_RECORDS_.
============================================================

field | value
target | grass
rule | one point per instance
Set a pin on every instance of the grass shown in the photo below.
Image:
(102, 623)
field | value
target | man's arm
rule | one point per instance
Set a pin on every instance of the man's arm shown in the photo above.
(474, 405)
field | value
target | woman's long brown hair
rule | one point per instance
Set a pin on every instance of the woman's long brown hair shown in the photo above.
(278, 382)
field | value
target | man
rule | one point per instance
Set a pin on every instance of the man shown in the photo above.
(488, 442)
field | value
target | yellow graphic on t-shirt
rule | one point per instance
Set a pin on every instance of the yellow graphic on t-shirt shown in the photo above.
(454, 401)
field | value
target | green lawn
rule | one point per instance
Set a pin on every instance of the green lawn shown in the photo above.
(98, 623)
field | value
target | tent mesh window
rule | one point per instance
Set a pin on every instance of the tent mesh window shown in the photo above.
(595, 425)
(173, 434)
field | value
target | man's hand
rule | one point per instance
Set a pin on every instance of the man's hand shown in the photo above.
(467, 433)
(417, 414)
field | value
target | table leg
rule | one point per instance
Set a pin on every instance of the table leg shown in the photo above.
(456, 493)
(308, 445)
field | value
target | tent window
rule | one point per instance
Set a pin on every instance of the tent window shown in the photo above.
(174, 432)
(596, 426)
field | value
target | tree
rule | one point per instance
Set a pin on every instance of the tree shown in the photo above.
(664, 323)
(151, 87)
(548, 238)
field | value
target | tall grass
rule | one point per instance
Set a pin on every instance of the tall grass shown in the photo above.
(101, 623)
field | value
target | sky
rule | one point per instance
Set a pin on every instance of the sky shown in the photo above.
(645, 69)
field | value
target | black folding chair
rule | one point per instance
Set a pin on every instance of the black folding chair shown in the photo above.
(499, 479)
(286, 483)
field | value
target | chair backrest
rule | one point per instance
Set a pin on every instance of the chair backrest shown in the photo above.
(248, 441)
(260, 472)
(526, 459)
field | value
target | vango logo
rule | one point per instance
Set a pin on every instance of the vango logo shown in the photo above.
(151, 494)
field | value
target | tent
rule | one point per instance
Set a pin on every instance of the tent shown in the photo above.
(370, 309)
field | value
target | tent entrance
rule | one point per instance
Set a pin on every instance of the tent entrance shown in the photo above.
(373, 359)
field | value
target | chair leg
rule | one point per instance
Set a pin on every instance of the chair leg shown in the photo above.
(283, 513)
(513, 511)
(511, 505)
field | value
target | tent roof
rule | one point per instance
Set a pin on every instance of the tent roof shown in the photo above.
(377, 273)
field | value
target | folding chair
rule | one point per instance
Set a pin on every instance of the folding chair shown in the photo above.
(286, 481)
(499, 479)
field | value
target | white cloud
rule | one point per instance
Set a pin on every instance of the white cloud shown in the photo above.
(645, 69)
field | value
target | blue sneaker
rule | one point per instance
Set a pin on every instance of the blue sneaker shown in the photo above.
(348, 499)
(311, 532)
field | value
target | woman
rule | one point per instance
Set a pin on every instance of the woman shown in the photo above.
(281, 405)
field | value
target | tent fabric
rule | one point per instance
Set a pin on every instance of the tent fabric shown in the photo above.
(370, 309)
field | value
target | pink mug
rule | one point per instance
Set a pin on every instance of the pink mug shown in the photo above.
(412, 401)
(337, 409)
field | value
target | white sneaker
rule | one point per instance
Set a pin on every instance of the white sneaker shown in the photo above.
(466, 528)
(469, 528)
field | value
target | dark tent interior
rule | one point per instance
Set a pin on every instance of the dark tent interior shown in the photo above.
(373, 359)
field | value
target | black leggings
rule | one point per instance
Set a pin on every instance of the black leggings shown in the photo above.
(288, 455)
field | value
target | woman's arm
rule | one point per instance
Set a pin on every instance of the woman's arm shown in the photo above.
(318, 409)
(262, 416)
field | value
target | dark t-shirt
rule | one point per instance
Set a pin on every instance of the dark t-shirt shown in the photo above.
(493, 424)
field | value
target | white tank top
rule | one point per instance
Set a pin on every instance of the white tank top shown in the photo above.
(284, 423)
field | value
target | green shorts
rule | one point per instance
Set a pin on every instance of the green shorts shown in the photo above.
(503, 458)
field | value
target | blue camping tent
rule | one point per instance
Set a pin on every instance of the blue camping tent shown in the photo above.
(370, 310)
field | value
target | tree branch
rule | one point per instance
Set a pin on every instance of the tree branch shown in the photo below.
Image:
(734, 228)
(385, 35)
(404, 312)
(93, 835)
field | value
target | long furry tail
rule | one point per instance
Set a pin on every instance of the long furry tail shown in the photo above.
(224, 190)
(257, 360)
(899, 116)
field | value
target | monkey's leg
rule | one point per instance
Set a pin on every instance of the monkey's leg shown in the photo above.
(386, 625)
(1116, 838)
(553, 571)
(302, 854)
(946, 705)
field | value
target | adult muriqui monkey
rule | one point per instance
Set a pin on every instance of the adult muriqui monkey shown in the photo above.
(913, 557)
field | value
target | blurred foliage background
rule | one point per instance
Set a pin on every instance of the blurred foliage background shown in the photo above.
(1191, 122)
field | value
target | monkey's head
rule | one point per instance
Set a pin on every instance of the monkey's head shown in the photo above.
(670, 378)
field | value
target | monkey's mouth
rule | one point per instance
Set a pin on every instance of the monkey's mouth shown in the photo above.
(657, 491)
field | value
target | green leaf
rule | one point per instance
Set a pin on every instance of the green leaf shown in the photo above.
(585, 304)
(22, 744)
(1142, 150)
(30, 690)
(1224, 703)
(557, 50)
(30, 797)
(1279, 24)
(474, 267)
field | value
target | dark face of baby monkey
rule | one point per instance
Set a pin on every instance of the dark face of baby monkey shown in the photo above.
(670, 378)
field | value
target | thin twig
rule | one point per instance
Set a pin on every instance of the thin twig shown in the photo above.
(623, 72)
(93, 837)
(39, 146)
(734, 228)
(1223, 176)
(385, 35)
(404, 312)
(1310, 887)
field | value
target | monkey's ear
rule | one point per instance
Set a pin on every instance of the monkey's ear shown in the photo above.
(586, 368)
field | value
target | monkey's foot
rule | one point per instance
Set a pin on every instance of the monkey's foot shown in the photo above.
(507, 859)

============================================================

_PROBLEM_. Nothing may be left out: return each entry exactly as it reads.

_ANSWER TO THIS PROBLEM_.
field | value
target | grass
rule | one point per instance
Set a pin on every instance of the grass shown in the photo below.
Image:
(102, 623)
field | value
target | man's arm
rule | one point per instance
Set a pin on every instance of the man's arm shown in the photo above.
(474, 405)
field | value
target | woman's long brown hair
rule | one point per instance
Set a pin on every instance of the woman's long brown hair shown in the photo above.
(278, 382)
field | value
target | man
rule | one point per instance
Set a pin on every instance of the man shown in the photo above.
(488, 442)
field | value
target | yellow graphic on t-shirt
rule | one point per instance
Set a pin on every instance of the yellow graphic on t-shirt shown in the photo above.
(454, 401)
field | value
target | green lawn
rule | one point per instance
Set a pin on every instance of the green lawn shown in the photo above.
(98, 623)
field | value
target | tent mesh window
rule | one point per instance
Set a pin on every instance of the tent mesh window shown in the photo above.
(595, 425)
(173, 434)
field | value
target | man's hand
rule | one point per instance
Set a pin on every instance of the man's hand shown in the photo above.
(467, 433)
(417, 414)
field | value
target | table leg
rule | one point per instance
Set a pin on every instance of the table leg shown in the photo above.
(456, 493)
(308, 445)
field | value
target | tent window
rule | one point per instance
Set a pin on every instance of the tent window shown in the photo above.
(174, 432)
(596, 426)
field | value
target | tree
rule | one point per instance
Set a pin on every instance of the tree shown in the photo above.
(664, 323)
(151, 87)
(548, 238)
field | value
target | tall grass
rule | one point per instance
Set a pin on every instance of the tall grass shown in the photo above.
(101, 623)
field | value
target | sky
rule | one point per instance
Set a pin on every instance of the sky shown in the photo above.
(645, 69)
field | value
target | black folding chair
rule | one point per instance
Set a pin on every instance of the black folding chair shown in the photo above.
(499, 479)
(286, 483)
field | value
target | chair backrest
rule | one point per instance
Set a pin on every instance of the chair backrest shown in the photo above.
(248, 441)
(260, 472)
(526, 459)
field | value
target | vango logo
rule | one point per instance
Set a pin on every instance of the vango logo shown in the photo above.
(151, 494)
field | value
target | tent
rule | one point per instance
Set a pin on every instance of the tent shown in the photo above.
(370, 309)
field | value
target | tent entrance
rule | one point per instance
Set a pin on every instance of the tent entrance shown in the photo above.
(373, 359)
field | value
target | chair leg
rule | one point per instance
Set a pin on every instance of the chair leg shown in the photo above.
(283, 513)
(513, 511)
(511, 505)
field | value
target | tent roof
rule | one point per instance
Set a pin on every instance of the tent roof shown in the photo above.
(377, 273)
field | value
target | folding chair
rule | one point per instance
Set a pin on every instance of the folding chair shown in the photo above.
(286, 481)
(499, 479)
field | value
target | white cloud
rule | one point per instance
Set a pin on every instance of the white cloud shown in the photo above.
(645, 69)
field | value
target | blue sneaker
rule | one point per instance
Set a pin on every instance of the blue sneaker shown in the photo above.
(348, 499)
(311, 532)
field | value
target | woman
rule | one point per instance
Set a pin on every instance of the woman shown in the photo above.
(281, 405)
field | value
target | tent fabric
rule | one point per instance
Set a pin on every instance of the tent fabric shown in the photo above.
(370, 309)
field | value
target | pink mug
rule | one point per instance
Set a pin on every instance of the pink mug shown in the photo above.
(412, 401)
(337, 409)
field | value
target | white sneaker
rule | one point per instance
Set a pin on every instance of the white sneaker shown in the photo above.
(466, 528)
(469, 528)
field | value
target | dark tent interior
rule | one point per instance
Set a pin on every instance of the dark tent interior shown in the photo above.
(373, 359)
field | value
target | black leggings
rule | one point per instance
Set a pin on every instance of the black leggings shown in the photo above.
(288, 455)
field | value
target | woman's arm
rule | one point per instance
Set a pin on every instance of the woman's arm shown in the photo above.
(318, 409)
(262, 416)
field | value
target | dark t-shirt
rule | one point per instance
Set a pin on every instance of the dark t-shirt shown in the photo above.
(493, 424)
field | value
target | white tank top
rule | one point per instance
Set a pin on every instance of the white tank top shown in the photo above.
(284, 423)
field | value
target | green shorts
rule | one point per instance
Set a pin on every instance of the green shorts shown in the photo above.
(503, 458)
field | value
target | blue camping tent
rule | one point per instance
Set a pin on every instance of the blue camping tent shown in the photo above.
(370, 310)
field | value
target | tree branch
rule | one point per instance
Set a pin on every instance of the tree branch shown in the photo below.
Image:
(734, 228)
(385, 35)
(404, 312)
(93, 835)
field | value
target | long furry tail
rule | one point per instance
Set a pin on every instance of the long furry tail shown in the photo above.
(224, 190)
(257, 360)
(899, 116)
field | value
target | monkey's leg
rule | one point per instance
Set a pin on every instance of the monkey's leg shown in the photo above.
(386, 625)
(1116, 838)
(553, 571)
(302, 854)
(946, 705)
field | value
target | adult muriqui monkey
rule | one point per instance
Set a pin on every instance of the adult muriqui monkey shown in the photo above.
(913, 557)
field | value
target | blurred foliage background
rule | one point per instance
Set a pin on every instance of the blurred foliage background shown in the photo above.
(1191, 122)
field | value
target | monkey's head
rule | one point per instance
Set a pin on every instance of the monkey's head shown in the photo above.
(670, 378)
field | value
target | monkey's mouth
rule | one point per instance
Set a pin on every instance of the monkey's mouth shown in the photo above.
(657, 491)
field | value
target | green leaf
rule | one point per instance
Set a pin on every instance of the green leaf shown in the photo above.
(585, 304)
(22, 744)
(1142, 150)
(30, 690)
(1224, 703)
(557, 50)
(30, 797)
(1279, 24)
(474, 267)
field | value
target | dark face of baby monkey
rule | one point per instance
Set a pin on every instance of the dark face of baby monkey shown in the photo above.
(670, 378)
field | value
target | thin twig
rule | one point per instance
Set a pin on every instance of the thin twig shown in the photo above.
(623, 72)
(93, 837)
(39, 146)
(734, 228)
(1223, 176)
(385, 35)
(404, 312)
(1310, 887)
field | value
target | monkey's ear
rule | one point per instance
Set a pin on every instance of the monkey's ear shown in the photo above.
(586, 368)
field | value
target | monkey's foot
rule | one point per instance
Set a pin on every instance of the monkey's foot shown in the photo above.
(507, 859)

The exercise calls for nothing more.